▶ TASK OBJECTIVE
Please take the lines from the one holding "Practice. Identify the boat railing" through the one holding "Practice. Identify the cloud" in the data below and copy them exactly.

(TASK INPUT Opens)

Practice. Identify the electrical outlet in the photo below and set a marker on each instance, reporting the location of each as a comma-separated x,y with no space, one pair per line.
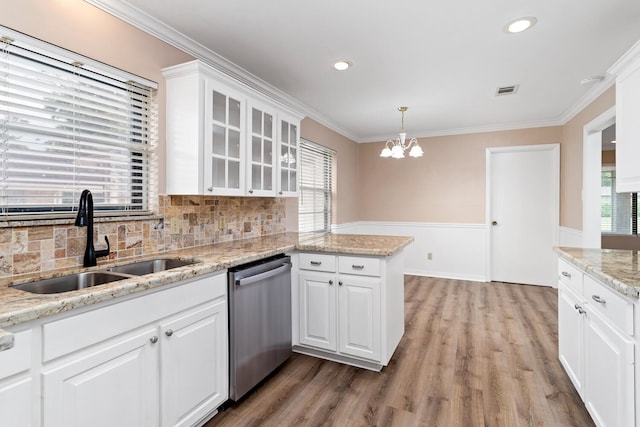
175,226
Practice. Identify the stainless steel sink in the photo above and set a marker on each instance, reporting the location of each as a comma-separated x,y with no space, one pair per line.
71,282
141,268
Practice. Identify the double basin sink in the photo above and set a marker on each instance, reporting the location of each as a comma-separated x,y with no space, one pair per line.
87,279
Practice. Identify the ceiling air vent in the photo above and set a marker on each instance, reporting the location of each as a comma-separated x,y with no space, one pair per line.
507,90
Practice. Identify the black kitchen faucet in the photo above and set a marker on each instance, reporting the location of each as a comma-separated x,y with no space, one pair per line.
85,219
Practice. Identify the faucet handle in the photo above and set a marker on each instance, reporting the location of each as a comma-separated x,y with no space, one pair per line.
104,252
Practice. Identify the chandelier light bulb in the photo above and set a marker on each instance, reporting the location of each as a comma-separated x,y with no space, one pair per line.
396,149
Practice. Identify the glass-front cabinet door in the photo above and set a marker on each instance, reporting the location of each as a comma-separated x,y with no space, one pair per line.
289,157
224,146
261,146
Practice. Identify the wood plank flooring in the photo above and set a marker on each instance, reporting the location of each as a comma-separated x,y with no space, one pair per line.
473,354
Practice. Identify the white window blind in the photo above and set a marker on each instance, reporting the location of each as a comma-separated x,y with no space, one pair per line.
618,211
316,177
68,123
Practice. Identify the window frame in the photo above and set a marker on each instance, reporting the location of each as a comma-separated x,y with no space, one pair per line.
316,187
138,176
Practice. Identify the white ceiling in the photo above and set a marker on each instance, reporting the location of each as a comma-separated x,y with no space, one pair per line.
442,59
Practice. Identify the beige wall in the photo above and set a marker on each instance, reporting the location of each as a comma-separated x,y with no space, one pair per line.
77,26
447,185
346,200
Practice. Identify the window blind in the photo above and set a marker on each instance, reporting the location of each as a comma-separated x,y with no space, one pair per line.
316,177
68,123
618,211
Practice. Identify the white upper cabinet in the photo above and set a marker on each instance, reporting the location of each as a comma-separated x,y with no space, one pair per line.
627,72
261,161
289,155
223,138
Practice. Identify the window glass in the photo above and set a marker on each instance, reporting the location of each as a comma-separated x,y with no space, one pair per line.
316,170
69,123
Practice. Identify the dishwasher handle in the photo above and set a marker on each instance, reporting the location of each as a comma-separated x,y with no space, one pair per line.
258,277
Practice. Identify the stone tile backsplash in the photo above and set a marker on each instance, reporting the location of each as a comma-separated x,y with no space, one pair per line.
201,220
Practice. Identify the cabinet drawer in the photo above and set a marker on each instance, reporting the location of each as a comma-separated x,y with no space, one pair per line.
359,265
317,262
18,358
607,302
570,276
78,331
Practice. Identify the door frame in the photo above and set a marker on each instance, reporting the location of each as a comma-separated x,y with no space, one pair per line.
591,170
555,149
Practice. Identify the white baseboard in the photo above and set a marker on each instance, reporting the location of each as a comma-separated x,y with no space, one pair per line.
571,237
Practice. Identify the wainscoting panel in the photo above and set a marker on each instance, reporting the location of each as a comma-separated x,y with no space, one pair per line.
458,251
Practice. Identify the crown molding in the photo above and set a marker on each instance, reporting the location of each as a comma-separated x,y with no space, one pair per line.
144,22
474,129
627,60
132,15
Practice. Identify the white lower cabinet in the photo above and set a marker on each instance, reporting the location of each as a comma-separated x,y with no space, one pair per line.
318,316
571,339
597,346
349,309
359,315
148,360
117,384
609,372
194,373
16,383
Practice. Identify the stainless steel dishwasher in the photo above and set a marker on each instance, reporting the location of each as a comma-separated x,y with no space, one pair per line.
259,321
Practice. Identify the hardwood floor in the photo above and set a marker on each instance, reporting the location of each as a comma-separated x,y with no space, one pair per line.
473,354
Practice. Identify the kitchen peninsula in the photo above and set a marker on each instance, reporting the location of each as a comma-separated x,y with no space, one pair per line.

(TASK INPUT Closes)
(TASK INPUT Opens)

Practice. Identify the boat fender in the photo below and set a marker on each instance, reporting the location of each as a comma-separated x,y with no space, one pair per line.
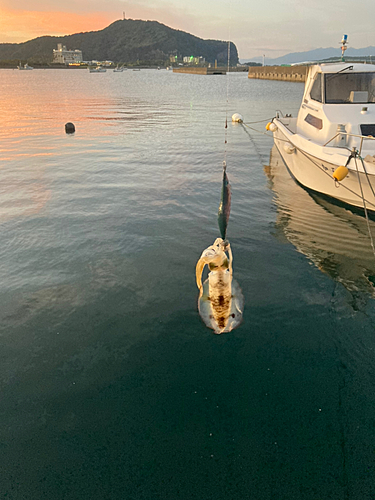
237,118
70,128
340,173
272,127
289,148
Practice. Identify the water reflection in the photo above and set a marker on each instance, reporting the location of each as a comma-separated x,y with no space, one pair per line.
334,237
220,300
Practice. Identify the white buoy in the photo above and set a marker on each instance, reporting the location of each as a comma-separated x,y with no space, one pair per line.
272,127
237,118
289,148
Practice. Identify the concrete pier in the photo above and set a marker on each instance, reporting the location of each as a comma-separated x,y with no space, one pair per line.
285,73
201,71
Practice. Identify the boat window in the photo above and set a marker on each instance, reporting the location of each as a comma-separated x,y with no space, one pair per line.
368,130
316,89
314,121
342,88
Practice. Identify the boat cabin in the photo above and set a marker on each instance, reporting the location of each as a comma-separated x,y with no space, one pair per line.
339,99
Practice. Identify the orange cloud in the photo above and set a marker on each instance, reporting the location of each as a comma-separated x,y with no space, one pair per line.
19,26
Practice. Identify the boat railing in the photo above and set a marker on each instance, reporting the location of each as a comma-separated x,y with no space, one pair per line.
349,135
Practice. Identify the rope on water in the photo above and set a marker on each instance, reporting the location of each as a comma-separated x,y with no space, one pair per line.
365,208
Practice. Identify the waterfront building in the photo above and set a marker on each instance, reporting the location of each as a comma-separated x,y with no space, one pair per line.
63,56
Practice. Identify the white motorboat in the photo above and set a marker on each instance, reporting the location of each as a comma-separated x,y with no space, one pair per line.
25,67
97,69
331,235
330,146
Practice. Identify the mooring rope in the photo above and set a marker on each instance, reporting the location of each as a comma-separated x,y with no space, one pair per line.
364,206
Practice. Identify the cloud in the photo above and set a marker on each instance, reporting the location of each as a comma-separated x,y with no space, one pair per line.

(TASK INPUT Closes)

▶ SOLVED PROBLEM
Practice. Identify the boat railing in the photo above and set a marker on each instance, reporting the location of each as a comma-separated x,y with no space, one pair per line.
349,135
Practice. Identify the rope on water in the photo above and set a marker on each instance, reporting the location of each as a comma-separated x,y with no space, one pair per line.
365,208
Practice. Identify the waterfront building in the photo above and set a marker on each instance, reporting the location of each as a comma-separated x,y with no space, one pair per line.
63,56
Practice. Identify the white motorboat in the photo above and set a marker on each instance, reporting the location of each as a comma-separated x,y with no space, one pair per line.
25,67
97,69
331,235
330,146
Practice. Identify the mooring rope in the photo above and set a marker on each instance, reporting the location of each as a comma-separated x,y with no space, one pair per line.
364,206
Practice. Identify the cloud in the photo above and set a marker on each instance, reporting the location of each as a comma-separated x,y with no space, one pair per line.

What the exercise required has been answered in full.